§ Document text:
§ §

*138 Held, petitioners have sustained their burden of proving that certain ranches were individually owned and were not assets of a partnership.
Memorandum Findings of Fact and Opinion
FORRESTER, Judge: Respondent has determined deficiencies in the income tax of petitioners as follows:
Docket | Taxable | ||
Number | Petitioner | Year Ended | Deficiency |
61804 | Winifred S. Latimer | 10/31/50 | $26,396.77 |
10/31/51 | 22,244.87 | ||
61805 | Estate of Charles Latimer, Deceased, W. H. | 3/ 9/50 to | |
Latimer and Charles R. Latimer, Executors | 2/28/51 | 26,040.55 | |
61806 | W. H. Latimer | 10/31/50 | 498.76 |
10/31/51 | 26,502.36 | ||
10/31/52 | 15,501.22 | ||
61807 | Charles R. Latimer and Ruth H. Latimer | 12/31/50 | 354.14 |
12/31/51 | 20,315.48 | ||
12/31/52 | 8,595.75 |
The parties have stipulated as to every issue in dockets numbered 61804, 61806 and 61807 and the deficiencies therein may be computed from such stipulation. The effect of such stipulation results in deficiencies for the Estate of Charles Latimer, Deceased, Docket No. 61805, for*139 years otherwise barred by the statute of limitations.
As to Docket No. 61805, the sole remaining issue is the proper basis for certain properties. The parties agree that a certain partnership was not dissolved by the death of Charles Latimer, Deceased, and pose the sole remaining issue as one of fact, i.e., whether the said properties were assets of the partnership or were owned by its partners, including Charles Latimer, Deceased, as individuals.
Findings of Fact
Some of the facts have been stipulated and are incorporated herein by reference.
All Federal tax returns for the periods involved herein were filed with the collector of internal revenue for the sixth district of California.

§ §

[Rows pointing to named objects]

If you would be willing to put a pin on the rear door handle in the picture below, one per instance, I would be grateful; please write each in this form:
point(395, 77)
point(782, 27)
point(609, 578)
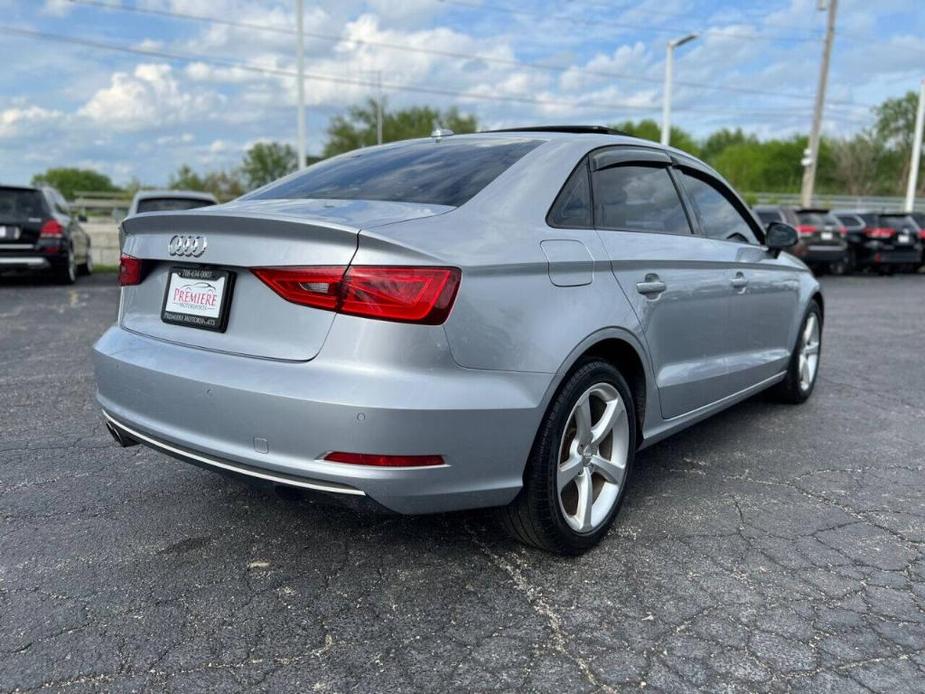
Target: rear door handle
point(651, 285)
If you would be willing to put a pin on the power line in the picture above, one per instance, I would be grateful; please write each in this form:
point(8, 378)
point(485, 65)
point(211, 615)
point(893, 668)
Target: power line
point(621, 25)
point(453, 54)
point(258, 69)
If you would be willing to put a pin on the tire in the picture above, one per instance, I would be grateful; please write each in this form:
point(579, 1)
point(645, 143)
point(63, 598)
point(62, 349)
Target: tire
point(794, 389)
point(560, 522)
point(86, 267)
point(66, 273)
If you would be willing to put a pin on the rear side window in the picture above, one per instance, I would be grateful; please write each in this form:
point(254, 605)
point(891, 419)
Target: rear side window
point(817, 219)
point(572, 208)
point(638, 198)
point(171, 204)
point(719, 219)
point(898, 222)
point(438, 173)
point(16, 203)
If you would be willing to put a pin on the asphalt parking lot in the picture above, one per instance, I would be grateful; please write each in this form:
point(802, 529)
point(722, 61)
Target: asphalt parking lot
point(770, 548)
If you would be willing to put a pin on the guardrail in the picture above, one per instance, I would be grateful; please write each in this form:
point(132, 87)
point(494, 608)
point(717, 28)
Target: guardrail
point(871, 203)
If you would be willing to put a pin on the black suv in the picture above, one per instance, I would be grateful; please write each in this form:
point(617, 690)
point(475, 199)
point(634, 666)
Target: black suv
point(822, 237)
point(39, 232)
point(882, 241)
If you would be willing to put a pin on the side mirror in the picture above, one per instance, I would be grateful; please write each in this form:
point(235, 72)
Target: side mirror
point(780, 236)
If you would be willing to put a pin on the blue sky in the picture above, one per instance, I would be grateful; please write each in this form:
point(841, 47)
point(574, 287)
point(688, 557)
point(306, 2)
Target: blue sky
point(200, 92)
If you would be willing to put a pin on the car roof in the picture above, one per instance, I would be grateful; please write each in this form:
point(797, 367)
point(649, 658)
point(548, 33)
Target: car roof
point(186, 194)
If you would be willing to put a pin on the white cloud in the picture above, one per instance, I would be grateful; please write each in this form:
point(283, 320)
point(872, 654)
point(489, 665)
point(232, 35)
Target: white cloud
point(18, 119)
point(151, 96)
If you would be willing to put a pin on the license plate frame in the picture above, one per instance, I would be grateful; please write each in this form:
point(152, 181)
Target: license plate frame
point(216, 321)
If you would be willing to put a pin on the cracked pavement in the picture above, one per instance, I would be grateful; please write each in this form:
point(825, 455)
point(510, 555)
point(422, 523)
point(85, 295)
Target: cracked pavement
point(771, 548)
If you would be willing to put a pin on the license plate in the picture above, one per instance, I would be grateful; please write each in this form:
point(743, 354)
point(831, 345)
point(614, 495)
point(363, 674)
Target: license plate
point(198, 298)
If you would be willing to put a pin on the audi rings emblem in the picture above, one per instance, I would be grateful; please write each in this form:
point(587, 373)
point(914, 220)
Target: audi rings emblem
point(190, 246)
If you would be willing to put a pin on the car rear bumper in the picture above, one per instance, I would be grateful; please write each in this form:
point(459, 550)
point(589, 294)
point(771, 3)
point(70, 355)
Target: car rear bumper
point(824, 254)
point(275, 421)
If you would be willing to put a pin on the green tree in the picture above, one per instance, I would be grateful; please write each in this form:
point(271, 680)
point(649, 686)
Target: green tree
point(224, 185)
point(895, 127)
point(720, 140)
point(70, 180)
point(266, 161)
point(358, 127)
point(648, 129)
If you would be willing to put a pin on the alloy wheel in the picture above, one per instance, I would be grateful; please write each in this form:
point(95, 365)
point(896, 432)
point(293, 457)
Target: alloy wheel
point(809, 352)
point(592, 458)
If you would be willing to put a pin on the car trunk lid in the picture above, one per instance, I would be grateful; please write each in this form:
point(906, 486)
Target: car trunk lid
point(236, 238)
point(22, 213)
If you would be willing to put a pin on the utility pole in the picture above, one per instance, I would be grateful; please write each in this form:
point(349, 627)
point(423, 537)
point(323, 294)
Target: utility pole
point(811, 155)
point(378, 107)
point(666, 92)
point(300, 53)
point(916, 151)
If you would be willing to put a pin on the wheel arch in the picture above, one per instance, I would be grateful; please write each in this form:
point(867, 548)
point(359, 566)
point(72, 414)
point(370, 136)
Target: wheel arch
point(625, 352)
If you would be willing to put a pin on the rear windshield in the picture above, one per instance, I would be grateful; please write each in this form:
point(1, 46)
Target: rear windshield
point(817, 219)
point(437, 173)
point(170, 204)
point(898, 221)
point(768, 216)
point(16, 203)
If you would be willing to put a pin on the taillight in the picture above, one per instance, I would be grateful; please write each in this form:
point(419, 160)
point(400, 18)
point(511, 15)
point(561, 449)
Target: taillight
point(51, 229)
point(395, 293)
point(376, 460)
point(130, 270)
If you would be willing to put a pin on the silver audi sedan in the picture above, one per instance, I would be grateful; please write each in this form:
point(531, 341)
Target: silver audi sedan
point(500, 319)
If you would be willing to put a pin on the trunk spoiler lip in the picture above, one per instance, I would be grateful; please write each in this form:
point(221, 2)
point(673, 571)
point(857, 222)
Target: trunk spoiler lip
point(340, 215)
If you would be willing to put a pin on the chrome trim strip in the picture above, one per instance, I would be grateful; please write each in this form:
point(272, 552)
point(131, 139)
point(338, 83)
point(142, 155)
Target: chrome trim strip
point(241, 470)
point(24, 260)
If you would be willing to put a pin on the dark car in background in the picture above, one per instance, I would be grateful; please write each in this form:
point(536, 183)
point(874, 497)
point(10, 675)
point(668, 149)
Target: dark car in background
point(822, 236)
point(884, 242)
point(38, 232)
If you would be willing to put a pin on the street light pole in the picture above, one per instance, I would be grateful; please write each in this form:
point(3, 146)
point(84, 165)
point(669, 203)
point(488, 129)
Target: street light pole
point(916, 152)
point(666, 94)
point(378, 107)
point(811, 156)
point(300, 53)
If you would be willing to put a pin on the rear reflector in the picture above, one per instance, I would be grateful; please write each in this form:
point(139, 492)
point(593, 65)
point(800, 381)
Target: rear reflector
point(384, 460)
point(396, 293)
point(51, 229)
point(130, 270)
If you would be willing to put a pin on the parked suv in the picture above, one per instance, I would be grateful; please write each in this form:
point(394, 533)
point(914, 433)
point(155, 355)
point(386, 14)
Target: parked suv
point(882, 241)
point(822, 237)
point(38, 232)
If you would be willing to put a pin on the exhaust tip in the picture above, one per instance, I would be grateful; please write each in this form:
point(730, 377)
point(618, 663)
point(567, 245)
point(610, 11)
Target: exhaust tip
point(124, 440)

§ §

§ Work to do:
1. In the tax court opinion, with which collector were all Federal tax returns for the periods involved filed?
2. Decide whether each statement below agrees with the tax court opinion, answering yes or no and quoting the deciding words: (a) The parties stipulated as to every issue in dockets 61804, 61806 and 61807. (b) The parties agree that the partnership was dissolved by the death of Charles Latimer. (c) The parties pose the sole remaining issue in Docket No. 61805 as a question of law.
3. Write the next part of the tax court opinion, starting after its final sentence.

§ Answers to the exercise:
1. They were filed with the collector of internal revenue for the sixth district of California.

2.
(a) Yes: "The parties have stipulated as to every issue in dockets numbered 61804, 61806 and 61807"
(b) No: "a certain partnership was not dissolved by the death of Charles Latimer, Deceased"
(c) No: "pose the sole remaining issue as one of fact"

3.
During the years 1921 to 1927, inclusive, Charles Latimer, who died on March 8, 1950, and who is hereinafter referred to as the decedent, and his wife, Winifred S. Latimer, who is hereinafter referred to as Winifred, acquired certain citrus fruit ranches, taking title as joint tenants. These ranches, seven in number, are situated in the County of Riverside, State of California, and known as San Jacinto Grove No. 1 to San Jacinto Grove No. 7, inclusive. Hereinafter, the seven San Jacinto groves*140 are referred to as the San Jacinto ranches.
The first written articles of partnership for the San Antonio Orchard Company, hereinafter referred to as San Antonio, were written with pencil, in longhand and signed by the decedent and Winifred on December 30, 1926. They are as follows:
"Whereas, Charles Latimer and Winifred S. Latimer have during the past years been jointly engaged in the business of ranching, fruit raising and packing of fruits under an oral agreement; it is desired by both parties to reduce the mutual understanding to writing and to enter into a formal Agreement of Partnership, viz:
"1. This agreement shall be effective as at January 1, 1925.
"2. The partnership shall operate under the fictitious firm name of the San Antonio Orchard Company.
"3. Both parties hereby agree to pick, pack and sell all products raised on their separate or joint properties through the business. Any deviation from this practice, unless consented to by the other partner, shall be construed as a breach of contract.
"4. Proper books of account shall be kept setting forth in detail all transactions necessary to correctly reflect the profit or loss of the business. Once each year an*141 accounting shall be made at which time each partner shall be credited with his proportion of the profit as hereafter provided.
"5. Net profits or losses shall be adjusted equally, provided that before arriving at the amount to be apportioned a salary shall be allowed Charles Latimer as manager of the business. It is agreed that the amount of said salary shall be $4200.00 a year, which amount may be drawn in monthly installments. Any increase in the amount of compensation shall be acquiesced to by the other partner.
"6. Each partner shall be entitled to withdraw from time to time against his capital account. Interest at six percent per annum shall be allowed on the excess of one partner's investment over the other, which charge shall be deducted as an expense of the business before arriving at the net profit at the close of each year.
"7. The signature of one partner shall be sufficient on all checks drawn on the firm's bank account.
"8. The partnership shall exist until mutually dissolved by both parties.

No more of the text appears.